Collected data entries:
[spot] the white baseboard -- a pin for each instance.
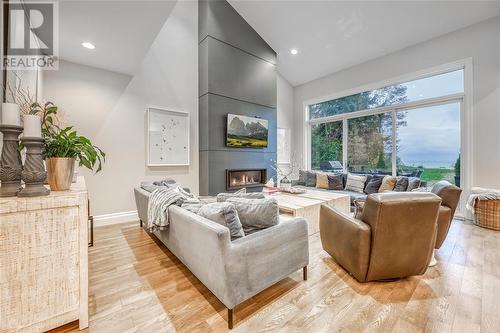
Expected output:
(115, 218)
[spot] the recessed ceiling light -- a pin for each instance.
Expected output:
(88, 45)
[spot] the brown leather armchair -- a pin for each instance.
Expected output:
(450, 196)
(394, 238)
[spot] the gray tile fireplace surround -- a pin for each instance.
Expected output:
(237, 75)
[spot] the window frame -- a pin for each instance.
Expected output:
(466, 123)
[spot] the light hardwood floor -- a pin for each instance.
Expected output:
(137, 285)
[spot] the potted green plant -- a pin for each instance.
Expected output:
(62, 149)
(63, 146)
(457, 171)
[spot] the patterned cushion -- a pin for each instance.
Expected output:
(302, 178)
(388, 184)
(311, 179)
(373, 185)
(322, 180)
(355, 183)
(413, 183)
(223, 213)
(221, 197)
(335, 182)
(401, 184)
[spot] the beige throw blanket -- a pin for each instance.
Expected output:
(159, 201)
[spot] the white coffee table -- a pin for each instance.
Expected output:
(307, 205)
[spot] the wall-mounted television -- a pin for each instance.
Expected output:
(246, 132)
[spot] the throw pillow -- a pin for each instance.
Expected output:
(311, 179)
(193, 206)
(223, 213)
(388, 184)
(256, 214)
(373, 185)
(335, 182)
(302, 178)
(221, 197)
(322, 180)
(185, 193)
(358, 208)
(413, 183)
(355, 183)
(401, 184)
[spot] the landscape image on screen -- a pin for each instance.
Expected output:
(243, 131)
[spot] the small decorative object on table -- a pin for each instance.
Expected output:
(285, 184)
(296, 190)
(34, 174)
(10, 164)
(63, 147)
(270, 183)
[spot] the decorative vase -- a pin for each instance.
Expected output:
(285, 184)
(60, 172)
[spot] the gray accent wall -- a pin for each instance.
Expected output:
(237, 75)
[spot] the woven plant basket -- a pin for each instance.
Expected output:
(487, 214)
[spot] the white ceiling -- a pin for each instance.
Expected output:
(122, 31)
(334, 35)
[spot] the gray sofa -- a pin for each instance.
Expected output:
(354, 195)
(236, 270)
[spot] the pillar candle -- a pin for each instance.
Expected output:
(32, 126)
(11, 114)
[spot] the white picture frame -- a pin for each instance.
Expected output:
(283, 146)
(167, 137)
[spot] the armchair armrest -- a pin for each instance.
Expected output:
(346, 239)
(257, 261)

§ Your goal
Rewrite all of the rows above, changing every "Expected output" to "Points" and leaving everything else the same. Omit the pictures from your answer.

§ Written answer
[spot] the white baseboard -- a pin for each instance.
Points:
(115, 218)
[spot] the recessed ceiling light -- a pin for each instance.
Points:
(88, 45)
[spot] the brown leather armchair -- a pin for each instance.
Points:
(450, 196)
(394, 238)
[spot] the gray tile fireplace surround -- a pin for each instance.
Points:
(237, 75)
[spot] the window frame -- a pin for each instance.
Points:
(466, 123)
[spot] the light hardwood floor -- a pin for each instance.
Points:
(137, 285)
[spot] the potted green plant -- a pin for each instance.
Points:
(62, 149)
(63, 146)
(457, 171)
[spot] the patterned cushion -- a pin for each instance.
Points:
(302, 178)
(388, 184)
(311, 179)
(373, 185)
(322, 180)
(355, 183)
(413, 183)
(223, 213)
(221, 197)
(335, 182)
(401, 184)
[spot] the beige throw blanket -- a pin for each instance.
Points:
(159, 201)
[spot] the white coffee table -- a pin for each instance.
Points:
(307, 205)
[spot] the wall-mounted television -- a pin for each instance.
Points:
(246, 132)
[spot] the throw pillow -- a pin for each instance.
Points:
(311, 179)
(193, 206)
(223, 213)
(388, 184)
(256, 214)
(373, 185)
(335, 182)
(302, 178)
(221, 197)
(322, 180)
(185, 193)
(358, 208)
(413, 183)
(355, 183)
(401, 184)
[spot] the landscape image on screen -- a pin for each instance.
Points:
(243, 131)
[spot] the small decorative object on table -- a pin for each instance.
Points:
(285, 184)
(296, 190)
(34, 174)
(10, 164)
(63, 147)
(270, 183)
[spot] the decorative vase -- a pin for each instance.
Points:
(285, 184)
(60, 172)
[spot] the gray accent wall -- a pin for each instance.
Points:
(237, 75)
[spot] the woven plant basket -- a pin for each instance.
Points:
(487, 214)
[spot] the white ceiling -- a pin for each instance.
Points:
(122, 31)
(334, 35)
[spot] the gray sofa -- a pin for each instance.
Points:
(354, 195)
(236, 270)
[spot] the pillar candle -- a pin for each instance.
Points:
(32, 126)
(11, 114)
[spot] the white picture frame -- a pin for each instance.
Points:
(283, 146)
(167, 137)
[spot] the armchair armrest -- a pin for each instance.
Points:
(346, 239)
(257, 261)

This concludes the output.